Extract:
- - - -
Soundtrack album by various artists
- Released: July 7, 1972
- Recorded: 1967–1972
- Genres: Rocksteady, ska, reggae
- Length: 39:55
- Label: Island
- Producer: Various

= The Harder They Come (soundtrack) =

The Harder They Come is the soundtrack album to the film of the same name, released in 1972 in the United Kingdom as Island Records ILPS 9202. It was issued in February 1973 in North America as Mango Records SMAS-7400. It peaked at No. 140 on the US Billboard 200.
In 2021, the album was deemed "culturally, historically, or aesthetically significant" by the Library of Congress and selected for preservation in the National Recording Registry.

==Recordings==
The heart of the soundtrack comes from performances by the film's star, reggae singer Jimmy Cliff. Only the title track "The Harder They Come" was recorded by Cliff specifically for the soundtrack, with three earlier songs by Cliff added. The remainder of the album is a compilation of singles released in Jamaica from the period of 1967 through 1972, assembled by The Harder They Come film director and co-writer, Perry Henzell, from songs by favored reggae singers. In addition to Cliff, these artists include the Melodians, the Slickers, DJ Scotty, and seminal early reggae stars Desmond Dekker and Toots and the Maytals.
- - - -
Task set:
**A.** Please revise the article on The Harder They Come soundtrack between "In 2021, the" and "National Recording Registry.", inclusive, putting "archiving" in place of "preservation".
**B.** Pick up the article on The Harder They Come soundtrack after its final sentence and carry it further.

Source data:
- - - -
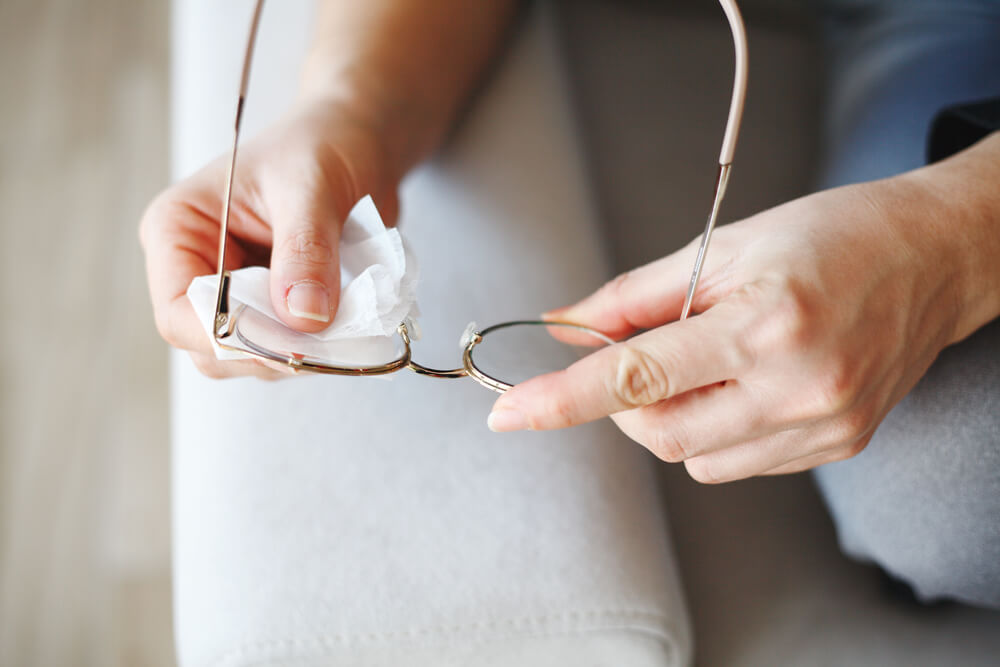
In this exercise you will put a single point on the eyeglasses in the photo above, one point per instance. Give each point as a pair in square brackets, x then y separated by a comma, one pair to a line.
[243, 331]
- - - -
Task results:
**A.**
In 2021, the album was deemed "culturally, historically, or aesthetically significant" by the Library of Congress and selected for archiving in the National Recording Registry.

**B.**
Two songs are repeated on side two to end the album. The second version of "You Can Get It If You Really Want" is a dub version of the song mostly minus a few vocals, while the second version of "The Harder They Come" is an alternate take.

==Reception and legacy==

The soundtrack became one of the most commercially successful reggae albums of its era, helping introduce songs by Jimmy Cliff, the Maytals, the Melodians, the Slickers, and Scotty to international audiences. Its popularity, together with the success of the film, contributed significantly to reggae's breakthrough beyond Jamaica and established The Harder They Come as a cult classic in many countries. In 2003, the album was ranked number 119 on Rolling Stone magazine's list of the 500 greatest albums of all time, number 122 in a 2012 revision, and number 174 in the 2020 reboot of the list. The album also appears on greatest albums lists from Time and Blender, and was named the 97th best album of the 1970s by Pitchfork. In 2024, Rolling Stone named it the 3rd greatest soundtrack of all time.

In Christgau's Record Guide: Rock Albums of the Seventies (1981), Robert Christgau said the soundtrack "collected the best songs of artists whose music was either unavailable or not rich enough to fill an LP".

On August 5, 2003, Universal Music Group issued a deluxe edition of the album, with the original remastered and reissued on one disc. A bonus disc continued the idea of the original soundtrack itself, compiling additional singles from the early days of reggae, titled Reggae Hit the Town: Crucial Reggae 1968–1972.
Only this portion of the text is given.